* Exercise goal *
Retype the lines starting at the line containing "Every <instance> must" and ending at the line containing "86L74 79L67 80L61", both ends included.

* Saved data entries *
══════════

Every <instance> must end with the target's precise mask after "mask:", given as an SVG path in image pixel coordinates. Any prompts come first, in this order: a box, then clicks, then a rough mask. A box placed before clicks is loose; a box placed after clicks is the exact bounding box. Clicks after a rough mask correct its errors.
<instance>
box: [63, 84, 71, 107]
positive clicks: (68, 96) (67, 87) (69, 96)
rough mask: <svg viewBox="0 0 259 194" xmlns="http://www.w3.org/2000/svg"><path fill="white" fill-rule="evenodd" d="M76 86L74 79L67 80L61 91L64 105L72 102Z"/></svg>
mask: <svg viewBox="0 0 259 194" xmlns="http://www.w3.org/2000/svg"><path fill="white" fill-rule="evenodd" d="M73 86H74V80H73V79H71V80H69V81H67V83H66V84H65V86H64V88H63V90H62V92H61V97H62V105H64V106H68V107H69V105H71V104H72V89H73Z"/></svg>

══════════

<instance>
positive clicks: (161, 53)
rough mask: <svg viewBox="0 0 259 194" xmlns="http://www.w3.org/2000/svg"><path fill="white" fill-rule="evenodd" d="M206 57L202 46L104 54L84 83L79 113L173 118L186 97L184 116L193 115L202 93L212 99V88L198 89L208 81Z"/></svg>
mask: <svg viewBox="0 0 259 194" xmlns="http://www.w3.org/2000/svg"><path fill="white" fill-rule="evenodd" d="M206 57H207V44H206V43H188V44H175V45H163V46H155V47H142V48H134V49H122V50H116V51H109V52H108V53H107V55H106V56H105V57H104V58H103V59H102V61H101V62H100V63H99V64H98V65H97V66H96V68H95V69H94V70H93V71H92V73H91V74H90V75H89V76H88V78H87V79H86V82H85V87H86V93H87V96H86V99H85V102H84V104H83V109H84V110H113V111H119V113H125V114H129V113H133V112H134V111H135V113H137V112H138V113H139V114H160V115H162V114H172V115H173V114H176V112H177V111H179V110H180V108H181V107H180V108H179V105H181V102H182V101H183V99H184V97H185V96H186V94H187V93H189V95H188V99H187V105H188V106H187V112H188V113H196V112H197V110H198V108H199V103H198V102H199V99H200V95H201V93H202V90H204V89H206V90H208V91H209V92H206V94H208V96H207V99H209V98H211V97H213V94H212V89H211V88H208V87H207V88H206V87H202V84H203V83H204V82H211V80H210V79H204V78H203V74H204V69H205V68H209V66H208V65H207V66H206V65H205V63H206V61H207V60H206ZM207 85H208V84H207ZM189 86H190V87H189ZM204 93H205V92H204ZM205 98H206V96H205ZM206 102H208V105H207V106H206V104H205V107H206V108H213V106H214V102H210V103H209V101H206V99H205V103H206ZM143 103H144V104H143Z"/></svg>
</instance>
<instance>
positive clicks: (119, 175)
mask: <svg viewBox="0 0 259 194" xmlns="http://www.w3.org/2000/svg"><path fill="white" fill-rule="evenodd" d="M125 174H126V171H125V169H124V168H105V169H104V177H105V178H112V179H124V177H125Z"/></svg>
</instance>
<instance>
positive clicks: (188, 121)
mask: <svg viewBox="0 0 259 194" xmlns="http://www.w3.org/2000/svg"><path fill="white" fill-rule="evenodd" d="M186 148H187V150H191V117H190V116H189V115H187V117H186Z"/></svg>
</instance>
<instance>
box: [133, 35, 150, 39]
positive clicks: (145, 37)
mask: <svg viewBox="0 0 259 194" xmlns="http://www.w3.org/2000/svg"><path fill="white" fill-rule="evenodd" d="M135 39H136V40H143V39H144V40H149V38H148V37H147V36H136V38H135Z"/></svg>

══════════

* Result for this task *
Every <instance> must end with the target's precise mask after "mask:", given as an SVG path in image pixel coordinates. Any prompts come first, in this order: a box, then clicks, then a rough mask. A box placed before clicks is loose; a box placed after clicks is the exact bounding box. Clicks after a rough mask correct its errors.
<instance>
box: [63, 84, 71, 107]
positive clicks: (68, 96) (67, 87) (69, 96)
rough mask: <svg viewBox="0 0 259 194" xmlns="http://www.w3.org/2000/svg"><path fill="white" fill-rule="evenodd" d="M76 86L74 79L67 80L61 91L64 105L72 102Z"/></svg>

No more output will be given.